* _WORK ITEM_
A single number is required: how many lines in the records below contain "cabinet".

Top of EXTRACTED MATERIAL

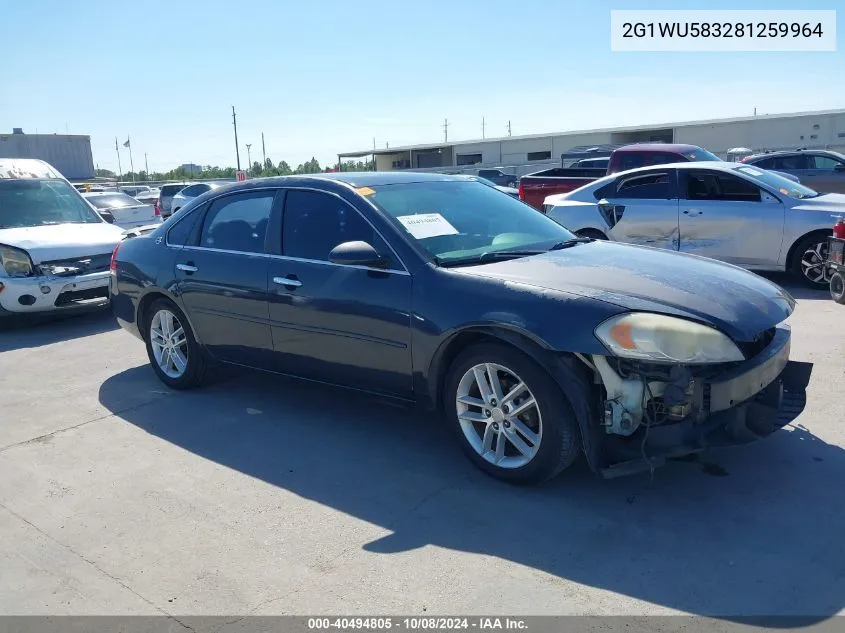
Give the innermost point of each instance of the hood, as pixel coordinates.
(736, 301)
(63, 241)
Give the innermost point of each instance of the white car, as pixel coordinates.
(123, 210)
(55, 250)
(732, 212)
(189, 193)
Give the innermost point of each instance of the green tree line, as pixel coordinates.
(257, 170)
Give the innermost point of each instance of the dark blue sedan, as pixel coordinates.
(535, 345)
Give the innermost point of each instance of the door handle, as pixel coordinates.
(287, 281)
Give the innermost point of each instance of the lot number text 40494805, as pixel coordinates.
(717, 30)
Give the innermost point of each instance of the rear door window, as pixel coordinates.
(653, 186)
(719, 187)
(238, 222)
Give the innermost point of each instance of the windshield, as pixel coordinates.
(459, 220)
(112, 201)
(39, 202)
(782, 185)
(700, 154)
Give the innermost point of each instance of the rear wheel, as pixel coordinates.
(809, 261)
(837, 287)
(512, 420)
(173, 351)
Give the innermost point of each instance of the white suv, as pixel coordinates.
(55, 250)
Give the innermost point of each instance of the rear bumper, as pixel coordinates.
(738, 407)
(21, 295)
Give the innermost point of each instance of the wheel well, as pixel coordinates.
(144, 304)
(791, 253)
(464, 339)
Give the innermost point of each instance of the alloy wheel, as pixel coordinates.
(814, 263)
(499, 415)
(169, 343)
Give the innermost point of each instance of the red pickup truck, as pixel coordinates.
(533, 188)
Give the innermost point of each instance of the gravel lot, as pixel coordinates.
(260, 495)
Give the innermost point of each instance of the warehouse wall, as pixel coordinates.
(69, 154)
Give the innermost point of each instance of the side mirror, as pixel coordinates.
(356, 254)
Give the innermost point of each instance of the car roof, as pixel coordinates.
(18, 168)
(658, 147)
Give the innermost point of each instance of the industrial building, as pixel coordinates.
(524, 154)
(68, 153)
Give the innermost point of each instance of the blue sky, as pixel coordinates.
(324, 77)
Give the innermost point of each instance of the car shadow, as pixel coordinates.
(796, 288)
(738, 533)
(35, 330)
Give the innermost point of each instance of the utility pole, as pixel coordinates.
(263, 152)
(237, 151)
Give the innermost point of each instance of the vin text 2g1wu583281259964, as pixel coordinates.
(535, 344)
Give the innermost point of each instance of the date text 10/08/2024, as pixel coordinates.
(424, 623)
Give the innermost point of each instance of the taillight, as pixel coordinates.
(113, 262)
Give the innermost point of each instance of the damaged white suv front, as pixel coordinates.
(55, 250)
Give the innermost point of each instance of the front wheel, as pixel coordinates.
(173, 351)
(809, 262)
(837, 287)
(512, 420)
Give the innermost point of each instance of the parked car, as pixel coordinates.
(166, 197)
(153, 197)
(498, 177)
(123, 210)
(821, 170)
(181, 198)
(54, 248)
(535, 344)
(133, 190)
(729, 211)
(534, 188)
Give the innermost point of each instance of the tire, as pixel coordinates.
(551, 421)
(594, 233)
(815, 247)
(837, 287)
(195, 363)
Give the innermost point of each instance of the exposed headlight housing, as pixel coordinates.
(16, 262)
(658, 338)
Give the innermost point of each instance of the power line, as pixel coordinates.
(237, 150)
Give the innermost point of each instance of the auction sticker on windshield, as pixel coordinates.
(423, 225)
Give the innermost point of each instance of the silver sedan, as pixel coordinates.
(733, 212)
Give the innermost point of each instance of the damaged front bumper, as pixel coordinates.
(738, 406)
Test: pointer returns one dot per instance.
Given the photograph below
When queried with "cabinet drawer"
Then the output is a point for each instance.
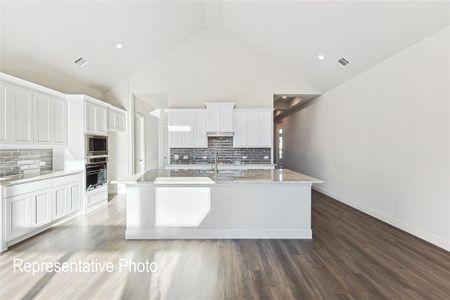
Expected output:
(66, 180)
(29, 187)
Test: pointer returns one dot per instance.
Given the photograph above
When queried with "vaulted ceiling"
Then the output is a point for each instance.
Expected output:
(293, 33)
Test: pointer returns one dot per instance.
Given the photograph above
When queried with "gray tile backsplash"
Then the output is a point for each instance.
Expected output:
(18, 161)
(226, 153)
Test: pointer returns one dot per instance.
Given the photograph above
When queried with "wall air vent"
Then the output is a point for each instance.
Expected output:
(80, 61)
(343, 61)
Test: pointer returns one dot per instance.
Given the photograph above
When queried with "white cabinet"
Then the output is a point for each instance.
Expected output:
(253, 128)
(60, 121)
(41, 208)
(187, 128)
(116, 119)
(220, 117)
(16, 114)
(96, 118)
(17, 216)
(5, 116)
(23, 117)
(59, 208)
(43, 115)
(30, 206)
(73, 197)
(28, 116)
(50, 119)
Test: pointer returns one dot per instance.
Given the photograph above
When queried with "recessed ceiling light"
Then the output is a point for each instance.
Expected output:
(80, 61)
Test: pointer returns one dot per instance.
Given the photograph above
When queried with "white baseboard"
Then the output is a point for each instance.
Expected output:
(217, 234)
(416, 231)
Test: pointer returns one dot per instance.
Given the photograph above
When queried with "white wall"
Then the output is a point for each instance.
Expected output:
(48, 78)
(214, 66)
(151, 134)
(381, 141)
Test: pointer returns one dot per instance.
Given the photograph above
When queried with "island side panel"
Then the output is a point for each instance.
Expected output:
(238, 210)
(250, 210)
(140, 210)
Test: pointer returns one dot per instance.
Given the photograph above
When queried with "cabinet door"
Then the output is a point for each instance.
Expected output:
(227, 118)
(213, 119)
(175, 129)
(240, 129)
(101, 119)
(252, 131)
(74, 191)
(201, 138)
(120, 121)
(112, 122)
(40, 212)
(6, 112)
(265, 129)
(17, 216)
(23, 118)
(90, 115)
(188, 128)
(59, 121)
(59, 207)
(43, 118)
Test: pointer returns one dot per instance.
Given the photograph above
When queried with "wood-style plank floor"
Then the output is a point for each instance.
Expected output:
(352, 256)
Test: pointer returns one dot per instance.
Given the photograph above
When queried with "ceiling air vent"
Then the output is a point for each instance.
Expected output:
(80, 61)
(343, 61)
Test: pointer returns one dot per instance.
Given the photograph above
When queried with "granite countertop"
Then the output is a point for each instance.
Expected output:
(221, 166)
(26, 178)
(223, 177)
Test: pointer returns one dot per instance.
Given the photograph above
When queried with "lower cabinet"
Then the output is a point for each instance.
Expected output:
(17, 216)
(59, 209)
(41, 208)
(31, 206)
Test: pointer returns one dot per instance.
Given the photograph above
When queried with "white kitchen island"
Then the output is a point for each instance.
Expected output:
(200, 204)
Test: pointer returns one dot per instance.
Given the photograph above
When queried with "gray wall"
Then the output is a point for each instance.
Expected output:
(12, 161)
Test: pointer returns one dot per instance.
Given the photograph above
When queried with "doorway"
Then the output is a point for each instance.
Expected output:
(139, 143)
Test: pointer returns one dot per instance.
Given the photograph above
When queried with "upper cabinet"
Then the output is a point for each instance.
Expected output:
(220, 117)
(30, 116)
(96, 118)
(187, 128)
(253, 128)
(116, 119)
(50, 119)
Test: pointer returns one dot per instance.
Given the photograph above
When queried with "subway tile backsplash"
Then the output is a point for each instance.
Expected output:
(18, 161)
(226, 153)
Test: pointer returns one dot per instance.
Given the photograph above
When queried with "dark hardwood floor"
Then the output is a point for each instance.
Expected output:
(351, 256)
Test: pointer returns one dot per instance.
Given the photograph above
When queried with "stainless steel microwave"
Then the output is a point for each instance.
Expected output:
(96, 145)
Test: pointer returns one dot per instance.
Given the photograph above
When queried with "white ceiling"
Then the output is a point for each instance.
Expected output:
(53, 34)
(364, 32)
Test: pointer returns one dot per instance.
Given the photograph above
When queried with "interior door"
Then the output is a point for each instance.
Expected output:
(139, 143)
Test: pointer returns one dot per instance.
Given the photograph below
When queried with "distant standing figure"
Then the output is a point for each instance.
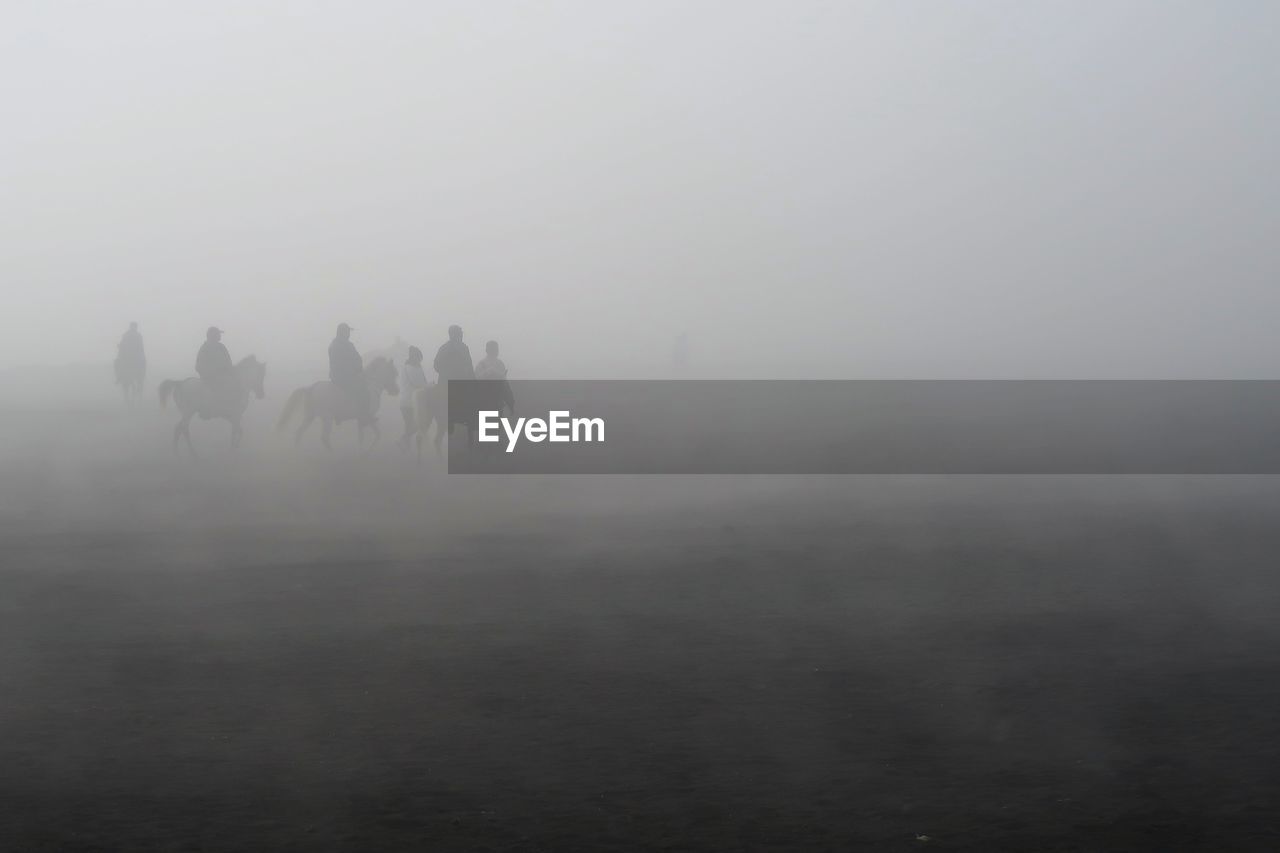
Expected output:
(347, 372)
(131, 363)
(493, 368)
(415, 381)
(453, 361)
(490, 366)
(214, 363)
(680, 354)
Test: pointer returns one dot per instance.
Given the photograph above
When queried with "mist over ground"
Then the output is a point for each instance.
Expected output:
(286, 648)
(872, 190)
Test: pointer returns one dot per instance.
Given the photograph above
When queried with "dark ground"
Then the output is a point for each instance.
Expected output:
(293, 652)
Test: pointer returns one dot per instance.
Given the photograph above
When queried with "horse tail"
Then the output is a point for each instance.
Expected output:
(165, 389)
(297, 398)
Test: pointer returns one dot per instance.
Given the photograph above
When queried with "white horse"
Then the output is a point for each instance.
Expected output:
(195, 397)
(328, 402)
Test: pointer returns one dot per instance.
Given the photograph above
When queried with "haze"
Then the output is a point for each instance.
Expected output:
(865, 190)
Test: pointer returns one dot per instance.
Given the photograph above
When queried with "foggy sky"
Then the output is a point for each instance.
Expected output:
(895, 188)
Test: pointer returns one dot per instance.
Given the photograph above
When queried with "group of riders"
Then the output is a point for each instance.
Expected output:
(220, 389)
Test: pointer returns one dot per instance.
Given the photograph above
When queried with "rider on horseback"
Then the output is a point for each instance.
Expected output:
(129, 350)
(214, 365)
(347, 372)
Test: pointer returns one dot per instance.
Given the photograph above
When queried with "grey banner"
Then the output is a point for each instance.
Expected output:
(917, 427)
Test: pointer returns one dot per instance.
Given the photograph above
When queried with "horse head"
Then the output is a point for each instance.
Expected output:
(252, 374)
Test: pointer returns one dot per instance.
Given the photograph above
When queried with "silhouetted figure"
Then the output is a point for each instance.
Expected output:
(214, 365)
(131, 363)
(453, 357)
(490, 366)
(347, 372)
(415, 381)
(453, 361)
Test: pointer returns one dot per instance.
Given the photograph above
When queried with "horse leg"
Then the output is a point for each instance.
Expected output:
(186, 432)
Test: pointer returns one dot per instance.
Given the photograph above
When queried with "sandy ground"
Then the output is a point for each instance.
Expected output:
(286, 649)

Bottom of EXTRACTED MATERIAL

* _WORKED SOLUTION_
5